SELECTION:
The Moral Landscape


The Moral Landscape: How Science Can Determine Human Values is a 2010 book by Sam Harris, in which the author promotes a science of morality and argues that many thinkers have long confused the relationship between morality, facts, and science. He aims to carve a third path between secularists who say morality is subjective, and religionists who say that morality is given by God and scripture. Harris contends that the only moral framework worth talking about is one where "morally good" things pertain to increases in the "well-being of conscious creatures". He then argues that, problems with philosophy of science and reason in general notwithstanding, 'moral questions' will have objectively right and wrong answers which are grounded in empirical facts about what causes people to flourish.
Challenging the traditional philosophical notion that humans can never get an 'ought' from an 'is', Harris argues that moral questions are best pursued using not just philosophy, but the methods of science. Thus, "science can determine human values" translates to "science can tell us which values lead to human flourishing". It is in this sense that Harris advocates that scientists begin conversations about a normative science of "morality".
Publication of the book followed Harris's 2009 receipt of a Ph.D. in cognitive neuroscience from the University of California, Los Angeles with a similarly titled thesis: The moral landscape: How science could determine human values.

Synopsis

Sam Harris's case starts with two premises: " some people have better lives than others, and these differences are related, in some lawful and not entirely arbitrary way, to states of the human brain and to states of the world". The idea is that a person is simply describing material facts when they describe possible "better" and "worse" lives for themselves. Granting this, Harris says we must conclude that there are facts about which courses of action will allow one to pursue a better life.
Harris attests to the importance of admitting that such facts exist, because he says this logic applies to groups of individuals as well. He suggests that there are better and worse ways for whole societies to pursue better lives. Just like at the scale of the individual, there may be multiple different paths and "peaks" to flourishing for societies—and many more ways to fail.

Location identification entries

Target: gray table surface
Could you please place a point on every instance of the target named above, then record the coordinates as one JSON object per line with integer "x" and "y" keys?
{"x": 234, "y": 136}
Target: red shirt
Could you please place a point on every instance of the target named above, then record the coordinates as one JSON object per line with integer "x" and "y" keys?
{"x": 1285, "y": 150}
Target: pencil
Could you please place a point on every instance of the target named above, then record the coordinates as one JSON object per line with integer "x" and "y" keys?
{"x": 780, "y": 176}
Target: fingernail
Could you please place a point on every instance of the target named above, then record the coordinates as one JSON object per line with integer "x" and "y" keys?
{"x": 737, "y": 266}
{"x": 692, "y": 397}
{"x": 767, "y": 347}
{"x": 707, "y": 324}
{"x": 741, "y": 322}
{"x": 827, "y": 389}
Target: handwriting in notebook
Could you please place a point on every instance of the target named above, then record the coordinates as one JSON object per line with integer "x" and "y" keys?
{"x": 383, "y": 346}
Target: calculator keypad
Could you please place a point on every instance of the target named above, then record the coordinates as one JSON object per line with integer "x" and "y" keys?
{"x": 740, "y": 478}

EXERCISE OBJECTIVE:
Reproduce word for word the portion of the summary of The Moral Landscape starting with "Challenging the traditional" and going on through "determine human values.".

WRITTEN SOLUTION:
Challenging the traditional philosophical notion that humans can never get an 'ought' from an 'is', Harris argues that moral questions are best pursued using not just philosophy, but the methods of science. Thus, "science can determine human values" translates to "science can tell us which values lead to human flourishing". It is in this sense that Harris advocates that scientists begin conversations about a normative science of "morality".
Publication of the book followed Harris's 2009 receipt of a Ph.D. in cognitive neuroscience from the University of California, Los Angeles with a similarly titled thesis: The moral landscape: How science could determine human values.